YOUR GOAL: Each entry, in full: copy it out exactly.

GIVEN ENTRIES:
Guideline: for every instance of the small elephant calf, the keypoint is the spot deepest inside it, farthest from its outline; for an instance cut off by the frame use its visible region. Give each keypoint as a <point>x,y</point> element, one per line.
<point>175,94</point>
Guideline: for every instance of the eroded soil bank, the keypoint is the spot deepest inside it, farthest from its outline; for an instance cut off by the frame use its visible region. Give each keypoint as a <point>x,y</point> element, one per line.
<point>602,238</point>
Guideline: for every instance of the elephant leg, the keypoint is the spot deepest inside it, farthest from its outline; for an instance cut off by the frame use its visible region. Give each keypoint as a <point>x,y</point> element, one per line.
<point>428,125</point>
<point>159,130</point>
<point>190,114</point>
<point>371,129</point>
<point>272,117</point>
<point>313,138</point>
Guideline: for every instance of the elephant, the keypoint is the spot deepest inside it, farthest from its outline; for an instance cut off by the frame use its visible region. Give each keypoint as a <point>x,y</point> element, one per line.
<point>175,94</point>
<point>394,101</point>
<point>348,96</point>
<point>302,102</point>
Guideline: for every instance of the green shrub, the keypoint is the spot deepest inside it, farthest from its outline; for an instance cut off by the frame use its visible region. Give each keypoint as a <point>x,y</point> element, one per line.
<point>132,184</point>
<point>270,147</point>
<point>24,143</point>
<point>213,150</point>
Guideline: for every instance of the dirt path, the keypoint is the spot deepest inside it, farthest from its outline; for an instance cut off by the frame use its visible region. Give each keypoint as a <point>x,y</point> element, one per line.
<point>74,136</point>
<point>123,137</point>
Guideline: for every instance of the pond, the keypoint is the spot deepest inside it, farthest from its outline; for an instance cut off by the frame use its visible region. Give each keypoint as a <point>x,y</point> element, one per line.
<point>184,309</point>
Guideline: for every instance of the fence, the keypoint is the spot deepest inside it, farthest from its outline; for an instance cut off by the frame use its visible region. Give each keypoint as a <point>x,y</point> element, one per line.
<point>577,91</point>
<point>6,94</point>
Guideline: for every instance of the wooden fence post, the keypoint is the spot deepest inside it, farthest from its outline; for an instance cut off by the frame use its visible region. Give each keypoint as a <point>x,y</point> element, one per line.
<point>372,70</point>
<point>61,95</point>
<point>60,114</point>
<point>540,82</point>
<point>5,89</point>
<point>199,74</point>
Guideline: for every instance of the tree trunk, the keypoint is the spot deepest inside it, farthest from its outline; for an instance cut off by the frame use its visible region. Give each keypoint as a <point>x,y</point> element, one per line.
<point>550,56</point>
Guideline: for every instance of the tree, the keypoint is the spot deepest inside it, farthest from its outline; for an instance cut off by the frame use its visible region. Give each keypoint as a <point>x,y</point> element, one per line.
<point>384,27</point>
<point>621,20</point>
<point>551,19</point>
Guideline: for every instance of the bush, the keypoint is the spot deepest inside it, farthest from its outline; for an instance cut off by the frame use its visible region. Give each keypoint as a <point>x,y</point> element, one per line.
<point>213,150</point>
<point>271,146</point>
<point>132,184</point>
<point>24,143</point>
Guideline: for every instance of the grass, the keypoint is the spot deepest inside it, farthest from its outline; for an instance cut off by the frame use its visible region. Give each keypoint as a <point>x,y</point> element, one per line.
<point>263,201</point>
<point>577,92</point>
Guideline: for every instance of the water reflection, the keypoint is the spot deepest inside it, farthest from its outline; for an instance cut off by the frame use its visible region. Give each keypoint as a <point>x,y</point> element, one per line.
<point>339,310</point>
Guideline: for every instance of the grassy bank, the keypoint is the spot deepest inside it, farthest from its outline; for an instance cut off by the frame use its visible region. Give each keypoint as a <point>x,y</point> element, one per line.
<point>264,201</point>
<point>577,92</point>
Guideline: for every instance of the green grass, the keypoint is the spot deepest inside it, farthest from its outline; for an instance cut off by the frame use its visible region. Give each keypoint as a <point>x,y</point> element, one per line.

EXERCISE RESULT:
Guideline: for every instance of the small elephant calf, the keypoint is the spot deepest inside it, farthest from its outline; for an instance cut off by the frame use its visible region. Give each keypoint as a <point>x,y</point> element, one per line.
<point>175,94</point>
Guideline: for every instance of the eroded soil bank, the keypoint is the spot deepest inside it, farthest from its outline; for an instance cut off by the frame use its visible region. Give each keypoint as a <point>x,y</point> element, one per line.
<point>602,238</point>
Guideline: for every instance of the elephant leg, the keypoint is the spot deepest inside it, farthest from its outline; for an instance cut off by the frame use its visible region. Give each keypoint as a <point>x,y</point> element, one per line.
<point>428,125</point>
<point>159,130</point>
<point>190,114</point>
<point>371,129</point>
<point>272,117</point>
<point>313,138</point>
Guideline: for every instance of the elephant, the keypoint is the spot deepest inside it, farthest from its outline; for an instance cut off by the frame use its visible region. Give each keypoint as a <point>x,y</point> element, one per line.
<point>175,94</point>
<point>394,101</point>
<point>348,96</point>
<point>302,102</point>
Guideline: for every instance of the green shrub, the keypoint is the spot deepest inside it, farthest from its outline; for an instance cut off by the frame use its visible region. Give each keypoint as a <point>x,y</point> element, one per line.
<point>132,184</point>
<point>270,147</point>
<point>24,143</point>
<point>213,150</point>
Guideline: for every instance of the dirt path, the keypoint is the spot deepest inside it, farthest from its outline; for an instance cut off by the frame use its visible region. Give each keypoint as a <point>x,y</point> element, one per line.
<point>74,136</point>
<point>123,137</point>
Guideline: for every instance of the pond, the keypoint is the spot deepest inside it, farthest from its outline; for an instance cut off by the frame use its visible region. Give each keypoint as a <point>x,y</point> element, one per line.
<point>184,309</point>
Guideline: for every instance of the fence, the keypoint is the spot deepest inside it, farthest from its outline; for an instance cut off by the frame use its visible region. Give each keypoint as a <point>x,y</point> element, one per line.
<point>577,91</point>
<point>6,94</point>
Guideline: for every instance of the wooden fence post, the keypoint is the spot deepest inside it, farthest from its outline; for an instance cut off by the frame use its visible region. Give each keypoint as a <point>x,y</point> element, one per line.
<point>372,70</point>
<point>61,95</point>
<point>60,114</point>
<point>540,82</point>
<point>5,89</point>
<point>199,74</point>
Guideline: for every instance of the tree trunk, the keypoint is the spot deepest inside it, farthest from its outline; for an instance cut off by the frame use its visible region. Give each keypoint as a <point>x,y</point> element, one per line.
<point>550,56</point>
Guideline: for every instance of the tree, the keypoint is the spot deepest inside it, farthest from its outline; for an instance cut off by the frame use its visible region. Give each keypoint as a <point>x,y</point> element, one per line.
<point>384,27</point>
<point>621,20</point>
<point>551,19</point>
Guideline: for every instance of the bush, the keypoint is the spot deepest inside it, farthest from its outline; for an instance cut off by the frame use its visible region. Give each keypoint as a <point>x,y</point> element, one per line.
<point>213,150</point>
<point>271,146</point>
<point>132,184</point>
<point>24,143</point>
Guideline: for every instance of the grass, the keypoint is the spot deepest inside it, farthest from its outline; for an instance cut off by the frame use its visible region. Give each keypoint as a <point>x,y</point> element, one per line.
<point>263,201</point>
<point>577,92</point>
Guideline: for every instance of the water reflection, the keypoint is the spot deepest inside it, farthest from its outline; for an instance cut off by the frame use its visible region. Give each keypoint as a <point>x,y</point> element, one per line.
<point>339,310</point>
Guideline: for every instance of the grassy bank, the keypoint is the spot deepest inside it, farthest from its outline; for an instance cut off by the frame use its visible region. Give each keypoint as a <point>x,y</point> element, one per line.
<point>264,201</point>
<point>577,92</point>
Guideline: for every instance of the green grass, the keypoint is the spot deepest inside it, farthest from its outline; for an instance cut off by the frame use its visible region. Give each keypoint as a <point>x,y</point> element, one per line.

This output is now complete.